** START OF Given text **

I move:
That Seanad Éireann urges the Government to implement the recommendations of the report of the inter-party Oireachtas Joint delegation to Nicaragua.
I rise to propose this motion that the Seanad take note of the report of the inter-party delegation to Central America, particularly in relation to the elections which took place in Nicaragua.
I want to raise a point about the authenticity of language itself. In the last two weeks both President Reagan and Ambassador Shultz made statements that it was their intention to replace the government in Nicaragua, to destabilise the government in Nicaragua and this opinion was offered to the international community. Therefore, I pose my first question to the Minister of State, whom I welcome here, as to whether he will specifically comment on the statement by President Reagan and by Mr. Shultz that it is their intention to replace the government in Nicaragua? I stand here as a Member of Seanad Éireann. Senator Ross is another Member of this House. There are two Members of the other House who went to Nicaragua to observe the elections, to witness the election of President Daniel Ortega and Vice-President Sergia Ramirez and a whole assembly of people. I ask a straight question, what is our comment on President Reagan and Mr. Shultz's statement that it is their intention to replace the government in Nicaragua? I want to say a number of things about the report which has been placed before the Members of the Seanad and the Members of the Dáil. It is sometimes asked why should we be interested in distant countries, why should we be interested in countries that have problems when we ourselves have so many problems? The first point I want to make about the report that is before the Seanad is that it has been signed by representatives of the Fianna Fáil Party, the Fine Gael Party, the Labour Party and the Independent group in both Houses. It is an expression of our view on Nicaragua. It is not my view. It is the agreed view of all the parties in commenting upon the Nicaraguan elections and the Nicaraguan situation.

** END OF Given text **

Problems:
**1.** In the speech, representatives of which parties and group signed the delegation's report?
**2.** Please quote the speech starting with "I rise to propose" and going on through "place in Nicaragua.".

** START OF Data **

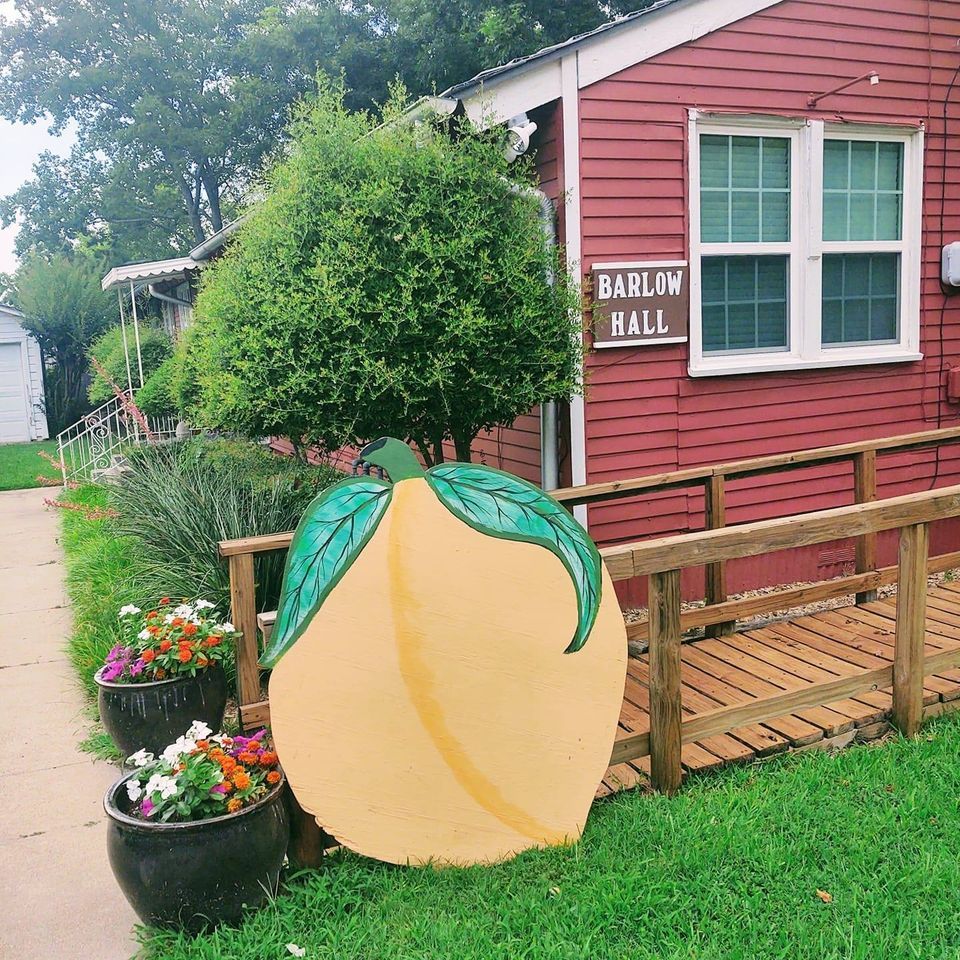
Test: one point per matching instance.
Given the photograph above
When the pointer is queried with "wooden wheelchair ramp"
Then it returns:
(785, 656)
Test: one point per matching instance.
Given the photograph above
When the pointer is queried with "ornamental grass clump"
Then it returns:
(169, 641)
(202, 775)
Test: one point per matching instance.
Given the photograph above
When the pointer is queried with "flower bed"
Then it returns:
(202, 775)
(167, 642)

** END OF Data **

Solutions by task:
**1.** It was signed by representatives of the Fianna Fáil Party, the Fine Gael Party, the Labour Party and the Independent group in both Houses.

**2.**
I rise to propose this motion that the Seanad take note of the report of the inter-party delegation to Central America, particularly in relation to the elections which took place in Nicaragua.